PASSAGE PROVIDED
═══

I spent the first 6 months of this year, and a few from the previous year, as a single mom. A frantic, scared, disorganized, afraid mom. This was my choice, and it was the hardest thing I have ever done. Mad props to Molly, to Darla, to Piper, to all of you who do this every day so seamlessly. My life did one of those super fabulous fun rewrites in the middle of the night one night, and some very tough choices had to be made.
Sometimes the hard thing and the right thing are the same.
That first half of '07 taught me so incredibly much about myself. I taught me to be content, and humble, and accepting. It taught me that pride is, for sure, my number ONE personality flaw, and it forced me to kill that where it sat. It made me prioritize my life, and appreciate the gifts that I have been given in my children and my family. It taught me who my family really is, and the answer surprised even me. It pushed me to learn what I am capable of, and showed me exactly what I am certainly not capable of. It made me look long and hard in mirrors, lots of mirrors, and see what I am and where I want to be. I learned to stop being such a horrifying martyr already and to just live. Righteously. As best as. I wouldn't trade one stinking minute of it for the world.
I spent the second half of this year as a married mom, with a partner. I spent it as an ex-pat with a very shitty Visa that has prohibited me from working or furthering my education. I went from going in 11th gear to going in 2nd, overnight, with no warning. I came back to this place, were I was totally alone, to rebuild a marriage that has failed more than it has succeeded, that was founded too early for the wrong reasons, with skeletons in every closet and war wounds upon scars upon bruises. I came back a re-worked woman, mother and human, nothing remotely like the one that left 10 months before, to a completely re-worked man, who stayed and fought for his life alone and afraid and with little hope. I came back, and I cried a lot and I fought a lot and I worried so much my teeth ache and it has worked. Beautifully. Better than anyone thought it would. I wouldn't trade one stinking minute of it for the world.

═══

Stored entries:
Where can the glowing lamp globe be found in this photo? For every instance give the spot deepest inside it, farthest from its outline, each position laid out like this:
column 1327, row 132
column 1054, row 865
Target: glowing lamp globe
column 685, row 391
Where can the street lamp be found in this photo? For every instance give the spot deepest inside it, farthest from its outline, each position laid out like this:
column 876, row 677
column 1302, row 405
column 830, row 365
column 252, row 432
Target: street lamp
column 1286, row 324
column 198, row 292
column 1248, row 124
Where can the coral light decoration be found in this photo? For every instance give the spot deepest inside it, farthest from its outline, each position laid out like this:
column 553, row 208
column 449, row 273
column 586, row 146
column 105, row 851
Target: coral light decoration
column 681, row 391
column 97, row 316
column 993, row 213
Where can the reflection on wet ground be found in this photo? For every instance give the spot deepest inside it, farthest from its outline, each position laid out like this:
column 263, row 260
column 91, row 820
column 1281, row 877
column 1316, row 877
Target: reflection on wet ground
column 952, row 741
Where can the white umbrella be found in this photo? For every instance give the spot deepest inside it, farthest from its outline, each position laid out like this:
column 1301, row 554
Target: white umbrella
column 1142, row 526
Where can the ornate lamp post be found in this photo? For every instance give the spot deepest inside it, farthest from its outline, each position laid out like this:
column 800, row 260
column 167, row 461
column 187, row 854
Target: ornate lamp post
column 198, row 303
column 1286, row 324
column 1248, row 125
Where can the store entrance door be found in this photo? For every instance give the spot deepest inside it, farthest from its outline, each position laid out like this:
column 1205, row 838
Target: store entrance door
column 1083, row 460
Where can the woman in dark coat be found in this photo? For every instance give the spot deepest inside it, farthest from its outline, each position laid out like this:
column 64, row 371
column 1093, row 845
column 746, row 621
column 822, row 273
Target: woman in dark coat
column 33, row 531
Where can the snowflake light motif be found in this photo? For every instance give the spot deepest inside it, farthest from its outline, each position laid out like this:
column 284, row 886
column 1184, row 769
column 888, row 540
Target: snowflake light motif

═══

WHAT TO WORK ON
• A. What does the post name as the writer's number one personality flaw?
• B. Please print the part of the post between "I spent the first" and "are the same.", inclusive.
This data comes from a different source than the post.

SOLUTIONS PER TASK
• A. Pride.

• B.
I spent the first 6 months of this year, and a few from the previous year, as a single mom. A frantic, scared, disorganized, afraid mom. This was my choice, and it was the hardest thing I have ever done. Mad props to Molly, to Darla, to Piper, to all of you who do this every day so seamlessly. My life did one of those super fabulous fun rewrites in the middle of the night one night, and some very tough choices had to be made.
Sometimes the hard thing and the right thing are the same.